Begin

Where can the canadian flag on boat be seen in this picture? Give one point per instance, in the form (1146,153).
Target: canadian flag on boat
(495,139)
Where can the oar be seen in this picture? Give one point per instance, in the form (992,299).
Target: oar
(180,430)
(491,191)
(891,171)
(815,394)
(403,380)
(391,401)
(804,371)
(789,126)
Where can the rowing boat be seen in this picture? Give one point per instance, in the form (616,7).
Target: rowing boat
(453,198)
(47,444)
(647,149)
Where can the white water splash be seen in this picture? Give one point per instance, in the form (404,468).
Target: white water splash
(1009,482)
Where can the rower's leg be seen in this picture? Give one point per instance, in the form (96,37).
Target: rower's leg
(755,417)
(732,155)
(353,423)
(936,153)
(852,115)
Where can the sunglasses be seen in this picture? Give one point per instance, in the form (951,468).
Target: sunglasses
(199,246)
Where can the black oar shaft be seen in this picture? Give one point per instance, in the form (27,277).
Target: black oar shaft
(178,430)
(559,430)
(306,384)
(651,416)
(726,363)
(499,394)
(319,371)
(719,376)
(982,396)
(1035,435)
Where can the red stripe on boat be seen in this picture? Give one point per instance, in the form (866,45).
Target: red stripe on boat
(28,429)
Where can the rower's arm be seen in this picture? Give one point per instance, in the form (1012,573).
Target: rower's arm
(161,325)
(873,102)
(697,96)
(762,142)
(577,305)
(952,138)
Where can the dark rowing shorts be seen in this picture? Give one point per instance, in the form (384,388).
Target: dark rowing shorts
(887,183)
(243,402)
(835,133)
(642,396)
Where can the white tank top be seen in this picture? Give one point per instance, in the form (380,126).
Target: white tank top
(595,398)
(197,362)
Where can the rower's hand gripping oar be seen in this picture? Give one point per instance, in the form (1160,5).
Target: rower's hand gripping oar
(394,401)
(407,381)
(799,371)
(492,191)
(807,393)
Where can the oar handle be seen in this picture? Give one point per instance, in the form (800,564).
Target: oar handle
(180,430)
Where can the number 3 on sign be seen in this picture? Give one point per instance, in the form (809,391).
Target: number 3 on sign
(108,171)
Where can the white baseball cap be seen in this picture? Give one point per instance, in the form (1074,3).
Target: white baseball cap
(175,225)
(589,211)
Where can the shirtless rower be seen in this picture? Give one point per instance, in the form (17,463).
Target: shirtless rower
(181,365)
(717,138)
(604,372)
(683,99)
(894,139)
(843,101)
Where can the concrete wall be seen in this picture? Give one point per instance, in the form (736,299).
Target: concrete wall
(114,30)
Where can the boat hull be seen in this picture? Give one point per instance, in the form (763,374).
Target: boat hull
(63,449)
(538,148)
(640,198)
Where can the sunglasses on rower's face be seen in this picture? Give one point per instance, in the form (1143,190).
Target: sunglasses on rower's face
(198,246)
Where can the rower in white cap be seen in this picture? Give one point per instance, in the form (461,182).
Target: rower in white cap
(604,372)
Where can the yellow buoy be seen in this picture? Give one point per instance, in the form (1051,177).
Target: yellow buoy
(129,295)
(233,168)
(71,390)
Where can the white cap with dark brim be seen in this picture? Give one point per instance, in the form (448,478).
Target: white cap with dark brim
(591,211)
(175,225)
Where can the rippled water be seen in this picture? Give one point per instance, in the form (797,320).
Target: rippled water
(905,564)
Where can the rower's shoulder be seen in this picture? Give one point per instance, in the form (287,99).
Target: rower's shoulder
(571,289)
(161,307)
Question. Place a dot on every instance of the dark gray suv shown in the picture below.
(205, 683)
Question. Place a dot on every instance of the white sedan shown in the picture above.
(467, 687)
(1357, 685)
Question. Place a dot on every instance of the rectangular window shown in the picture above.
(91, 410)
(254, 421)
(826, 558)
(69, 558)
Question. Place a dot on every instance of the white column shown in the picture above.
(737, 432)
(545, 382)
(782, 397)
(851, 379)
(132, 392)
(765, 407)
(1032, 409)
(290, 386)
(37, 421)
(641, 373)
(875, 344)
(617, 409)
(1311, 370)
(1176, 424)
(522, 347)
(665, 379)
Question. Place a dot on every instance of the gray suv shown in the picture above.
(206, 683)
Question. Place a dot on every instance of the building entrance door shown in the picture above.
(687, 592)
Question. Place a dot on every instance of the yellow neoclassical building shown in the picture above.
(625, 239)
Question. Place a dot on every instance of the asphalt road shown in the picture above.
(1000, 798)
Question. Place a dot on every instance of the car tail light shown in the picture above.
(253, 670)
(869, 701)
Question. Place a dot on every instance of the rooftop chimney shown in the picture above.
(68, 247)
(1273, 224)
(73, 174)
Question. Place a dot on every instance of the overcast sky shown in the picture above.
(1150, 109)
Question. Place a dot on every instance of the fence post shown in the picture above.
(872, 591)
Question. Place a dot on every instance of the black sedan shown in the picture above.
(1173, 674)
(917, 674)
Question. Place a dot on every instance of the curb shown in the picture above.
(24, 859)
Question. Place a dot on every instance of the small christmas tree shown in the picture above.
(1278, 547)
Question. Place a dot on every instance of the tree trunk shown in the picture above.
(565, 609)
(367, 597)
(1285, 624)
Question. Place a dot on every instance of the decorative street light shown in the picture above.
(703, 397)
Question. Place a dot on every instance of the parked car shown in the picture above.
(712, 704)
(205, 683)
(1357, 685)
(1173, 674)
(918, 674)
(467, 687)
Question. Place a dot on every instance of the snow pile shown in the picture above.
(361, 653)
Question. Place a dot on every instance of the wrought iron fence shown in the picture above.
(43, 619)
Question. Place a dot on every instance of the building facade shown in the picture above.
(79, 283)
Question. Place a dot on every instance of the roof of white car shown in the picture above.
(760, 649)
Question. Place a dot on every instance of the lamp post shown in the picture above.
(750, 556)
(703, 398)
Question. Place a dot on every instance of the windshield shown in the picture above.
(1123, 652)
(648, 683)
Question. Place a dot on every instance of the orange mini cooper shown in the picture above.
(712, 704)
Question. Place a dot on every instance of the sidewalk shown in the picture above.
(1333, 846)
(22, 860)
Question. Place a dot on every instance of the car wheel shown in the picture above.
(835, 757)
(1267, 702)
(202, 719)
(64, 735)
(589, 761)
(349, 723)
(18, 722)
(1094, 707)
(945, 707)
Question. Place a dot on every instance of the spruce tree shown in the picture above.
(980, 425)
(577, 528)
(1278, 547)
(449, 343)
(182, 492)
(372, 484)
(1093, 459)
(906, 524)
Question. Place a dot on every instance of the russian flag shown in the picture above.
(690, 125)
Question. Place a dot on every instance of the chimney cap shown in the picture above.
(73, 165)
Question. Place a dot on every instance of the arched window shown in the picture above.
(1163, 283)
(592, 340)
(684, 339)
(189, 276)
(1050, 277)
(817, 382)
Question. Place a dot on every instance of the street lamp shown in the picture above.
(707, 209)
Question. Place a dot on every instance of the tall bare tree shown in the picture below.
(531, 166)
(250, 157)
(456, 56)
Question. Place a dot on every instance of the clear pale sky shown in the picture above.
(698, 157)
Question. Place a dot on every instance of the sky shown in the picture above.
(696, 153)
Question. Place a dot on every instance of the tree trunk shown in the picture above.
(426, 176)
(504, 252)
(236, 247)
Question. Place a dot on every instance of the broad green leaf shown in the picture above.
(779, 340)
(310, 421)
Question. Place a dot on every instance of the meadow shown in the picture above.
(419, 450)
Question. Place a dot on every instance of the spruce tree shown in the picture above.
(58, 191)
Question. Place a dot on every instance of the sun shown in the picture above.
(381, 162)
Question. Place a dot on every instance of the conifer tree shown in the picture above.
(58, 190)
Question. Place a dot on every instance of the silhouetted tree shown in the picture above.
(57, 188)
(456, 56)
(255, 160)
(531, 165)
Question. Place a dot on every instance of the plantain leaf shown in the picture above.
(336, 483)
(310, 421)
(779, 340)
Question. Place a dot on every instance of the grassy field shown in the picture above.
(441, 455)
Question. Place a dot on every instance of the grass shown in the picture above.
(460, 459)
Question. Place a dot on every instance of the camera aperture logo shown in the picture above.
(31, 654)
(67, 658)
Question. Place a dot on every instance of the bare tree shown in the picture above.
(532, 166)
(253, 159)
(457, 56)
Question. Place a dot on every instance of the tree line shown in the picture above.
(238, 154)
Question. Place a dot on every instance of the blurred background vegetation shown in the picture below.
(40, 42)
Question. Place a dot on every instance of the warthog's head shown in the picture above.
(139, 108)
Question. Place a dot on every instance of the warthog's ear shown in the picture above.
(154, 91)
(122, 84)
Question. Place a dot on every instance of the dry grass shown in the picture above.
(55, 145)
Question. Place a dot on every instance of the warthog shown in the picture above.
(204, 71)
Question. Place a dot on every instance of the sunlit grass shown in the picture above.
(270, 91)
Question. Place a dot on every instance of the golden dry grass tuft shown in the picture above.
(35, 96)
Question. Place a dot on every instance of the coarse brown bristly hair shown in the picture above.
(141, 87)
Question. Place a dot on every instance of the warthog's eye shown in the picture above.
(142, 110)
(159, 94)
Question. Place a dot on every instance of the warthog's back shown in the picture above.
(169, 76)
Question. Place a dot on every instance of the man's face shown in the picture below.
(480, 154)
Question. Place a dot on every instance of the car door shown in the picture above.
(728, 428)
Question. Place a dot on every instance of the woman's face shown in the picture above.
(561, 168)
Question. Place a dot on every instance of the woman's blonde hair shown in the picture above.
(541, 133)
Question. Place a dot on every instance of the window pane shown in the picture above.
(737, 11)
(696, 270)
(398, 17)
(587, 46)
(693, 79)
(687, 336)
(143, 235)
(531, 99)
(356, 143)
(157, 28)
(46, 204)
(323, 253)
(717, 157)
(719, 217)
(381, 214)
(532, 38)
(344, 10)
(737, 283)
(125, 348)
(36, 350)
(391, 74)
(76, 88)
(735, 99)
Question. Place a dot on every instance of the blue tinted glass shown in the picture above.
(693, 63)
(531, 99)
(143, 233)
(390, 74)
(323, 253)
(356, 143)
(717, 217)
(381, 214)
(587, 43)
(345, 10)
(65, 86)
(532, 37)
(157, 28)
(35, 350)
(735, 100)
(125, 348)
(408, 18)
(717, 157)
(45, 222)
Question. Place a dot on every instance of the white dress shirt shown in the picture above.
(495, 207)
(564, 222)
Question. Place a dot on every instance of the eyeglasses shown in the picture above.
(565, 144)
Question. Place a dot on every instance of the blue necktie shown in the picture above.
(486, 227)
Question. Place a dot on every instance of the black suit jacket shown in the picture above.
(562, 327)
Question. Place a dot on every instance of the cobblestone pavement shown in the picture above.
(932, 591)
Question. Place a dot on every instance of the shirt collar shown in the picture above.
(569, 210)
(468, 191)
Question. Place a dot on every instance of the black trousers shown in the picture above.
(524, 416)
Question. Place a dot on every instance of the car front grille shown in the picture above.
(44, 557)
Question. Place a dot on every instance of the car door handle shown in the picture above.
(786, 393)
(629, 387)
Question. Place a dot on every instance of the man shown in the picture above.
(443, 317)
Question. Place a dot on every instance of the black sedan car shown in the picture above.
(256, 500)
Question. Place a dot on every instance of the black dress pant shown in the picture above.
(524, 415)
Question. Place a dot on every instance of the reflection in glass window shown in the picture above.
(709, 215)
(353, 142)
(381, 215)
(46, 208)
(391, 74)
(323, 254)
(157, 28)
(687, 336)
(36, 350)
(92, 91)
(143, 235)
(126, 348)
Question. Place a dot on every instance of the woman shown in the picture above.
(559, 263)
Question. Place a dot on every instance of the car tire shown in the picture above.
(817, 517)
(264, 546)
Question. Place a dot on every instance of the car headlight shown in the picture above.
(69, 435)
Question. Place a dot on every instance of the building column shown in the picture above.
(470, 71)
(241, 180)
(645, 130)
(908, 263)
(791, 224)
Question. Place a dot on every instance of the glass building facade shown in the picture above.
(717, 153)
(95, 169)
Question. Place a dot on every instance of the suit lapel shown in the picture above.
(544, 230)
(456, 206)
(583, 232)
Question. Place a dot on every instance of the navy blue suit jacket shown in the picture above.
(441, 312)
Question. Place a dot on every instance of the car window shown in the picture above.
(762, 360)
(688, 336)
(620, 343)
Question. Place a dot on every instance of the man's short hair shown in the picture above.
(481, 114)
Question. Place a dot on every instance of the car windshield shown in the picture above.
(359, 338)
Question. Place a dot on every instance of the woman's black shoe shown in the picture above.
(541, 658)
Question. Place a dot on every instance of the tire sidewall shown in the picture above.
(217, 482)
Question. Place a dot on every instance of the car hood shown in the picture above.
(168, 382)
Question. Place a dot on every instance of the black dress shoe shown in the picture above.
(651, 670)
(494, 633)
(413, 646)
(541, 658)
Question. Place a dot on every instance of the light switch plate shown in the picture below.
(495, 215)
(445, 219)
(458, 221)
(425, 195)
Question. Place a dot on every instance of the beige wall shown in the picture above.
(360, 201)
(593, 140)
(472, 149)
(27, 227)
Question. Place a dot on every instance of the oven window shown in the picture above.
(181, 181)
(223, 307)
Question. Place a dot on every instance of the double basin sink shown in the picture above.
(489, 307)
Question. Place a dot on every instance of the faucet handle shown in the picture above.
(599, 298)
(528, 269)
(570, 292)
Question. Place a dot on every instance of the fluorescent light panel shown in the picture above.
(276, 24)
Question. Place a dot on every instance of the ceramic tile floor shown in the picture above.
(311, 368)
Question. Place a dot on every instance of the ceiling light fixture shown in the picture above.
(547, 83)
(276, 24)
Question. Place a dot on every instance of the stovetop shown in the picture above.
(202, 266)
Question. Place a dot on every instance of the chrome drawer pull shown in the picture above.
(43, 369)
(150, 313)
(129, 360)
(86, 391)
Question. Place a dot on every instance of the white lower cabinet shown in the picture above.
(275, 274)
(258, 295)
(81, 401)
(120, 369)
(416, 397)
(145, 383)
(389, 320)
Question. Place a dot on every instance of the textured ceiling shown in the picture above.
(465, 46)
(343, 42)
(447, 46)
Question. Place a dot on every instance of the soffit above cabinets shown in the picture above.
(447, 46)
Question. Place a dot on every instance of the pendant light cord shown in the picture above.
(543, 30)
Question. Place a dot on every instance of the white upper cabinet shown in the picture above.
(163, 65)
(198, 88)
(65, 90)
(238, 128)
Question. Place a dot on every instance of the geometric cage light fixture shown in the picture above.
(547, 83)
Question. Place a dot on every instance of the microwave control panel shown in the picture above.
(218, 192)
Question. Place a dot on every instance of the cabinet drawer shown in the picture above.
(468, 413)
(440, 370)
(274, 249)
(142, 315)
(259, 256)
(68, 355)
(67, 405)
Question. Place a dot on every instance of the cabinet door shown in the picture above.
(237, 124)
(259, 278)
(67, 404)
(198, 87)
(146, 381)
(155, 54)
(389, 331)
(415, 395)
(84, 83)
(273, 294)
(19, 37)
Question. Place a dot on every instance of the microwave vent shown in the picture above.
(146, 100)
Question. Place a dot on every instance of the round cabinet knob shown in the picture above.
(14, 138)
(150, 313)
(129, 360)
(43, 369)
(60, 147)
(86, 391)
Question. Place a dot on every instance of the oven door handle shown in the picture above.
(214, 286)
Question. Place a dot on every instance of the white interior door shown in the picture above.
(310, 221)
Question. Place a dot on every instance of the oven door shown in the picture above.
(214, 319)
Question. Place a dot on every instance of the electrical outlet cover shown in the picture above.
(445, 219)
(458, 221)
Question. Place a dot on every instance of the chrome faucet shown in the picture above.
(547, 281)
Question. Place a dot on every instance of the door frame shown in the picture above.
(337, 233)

End

* INSTRUCTION *
Only the lines from the one containing "Question. Place a dot on every instance of the round" through the end of the entries above belong in the answer; repeat them exactly.

* RESULT BELOW *
Question. Place a dot on every instance of the round cabinet knob shown in the picture above.
(14, 138)
(150, 313)
(129, 360)
(43, 369)
(60, 147)
(86, 391)
Question. Place a dot on every instance of the oven door handle shown in the picture above.
(214, 286)
Question. Place a dot on every instance of the white interior door shown in the picture above.
(310, 221)
Question. Place a dot on every instance of the oven door shown in the picture above.
(214, 319)
Question. Place a dot on every instance of the electrical outlet cover shown in the picture above.
(445, 219)
(458, 221)
Question. Place a dot on every instance of the chrome faucet shown in the picture above.
(547, 281)
Question. Place a dot on every instance of the door frame shown in the picture above.
(337, 233)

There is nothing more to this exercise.